== DATA EXCERPTS

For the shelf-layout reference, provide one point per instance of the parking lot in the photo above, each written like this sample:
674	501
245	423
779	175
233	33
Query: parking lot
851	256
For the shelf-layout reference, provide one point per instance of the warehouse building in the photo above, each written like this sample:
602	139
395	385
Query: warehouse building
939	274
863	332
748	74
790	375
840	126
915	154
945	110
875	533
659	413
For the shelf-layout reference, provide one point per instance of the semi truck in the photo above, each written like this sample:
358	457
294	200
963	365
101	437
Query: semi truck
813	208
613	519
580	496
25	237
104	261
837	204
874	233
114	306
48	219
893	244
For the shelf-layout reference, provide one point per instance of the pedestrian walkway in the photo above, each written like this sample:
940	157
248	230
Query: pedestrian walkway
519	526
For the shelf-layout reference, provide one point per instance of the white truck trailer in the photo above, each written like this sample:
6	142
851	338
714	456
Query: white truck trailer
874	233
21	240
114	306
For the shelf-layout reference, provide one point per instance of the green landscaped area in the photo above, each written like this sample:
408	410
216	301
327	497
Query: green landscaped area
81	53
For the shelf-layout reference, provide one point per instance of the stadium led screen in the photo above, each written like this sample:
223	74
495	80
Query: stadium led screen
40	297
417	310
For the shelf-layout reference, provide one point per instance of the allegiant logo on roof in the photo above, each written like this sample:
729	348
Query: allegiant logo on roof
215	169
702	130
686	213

====
== DATA EXCERPTS

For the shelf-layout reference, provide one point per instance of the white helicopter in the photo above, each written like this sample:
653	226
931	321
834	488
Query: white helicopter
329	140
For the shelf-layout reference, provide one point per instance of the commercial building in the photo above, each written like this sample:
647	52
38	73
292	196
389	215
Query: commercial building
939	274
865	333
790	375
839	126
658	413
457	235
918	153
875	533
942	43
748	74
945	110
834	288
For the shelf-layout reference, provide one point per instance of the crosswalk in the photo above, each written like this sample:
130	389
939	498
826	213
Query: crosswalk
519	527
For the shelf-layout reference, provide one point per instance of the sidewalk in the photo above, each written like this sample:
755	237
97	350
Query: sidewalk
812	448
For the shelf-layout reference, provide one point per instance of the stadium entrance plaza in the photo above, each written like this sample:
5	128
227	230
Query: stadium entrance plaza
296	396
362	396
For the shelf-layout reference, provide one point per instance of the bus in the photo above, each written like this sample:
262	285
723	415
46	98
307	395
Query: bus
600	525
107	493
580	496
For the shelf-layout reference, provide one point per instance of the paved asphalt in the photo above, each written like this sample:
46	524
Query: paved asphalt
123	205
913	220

====

AIM >> How many lines in the listing above contain the word "commercial"? Reply with only the count.

EXERCISE ANSWER >> 2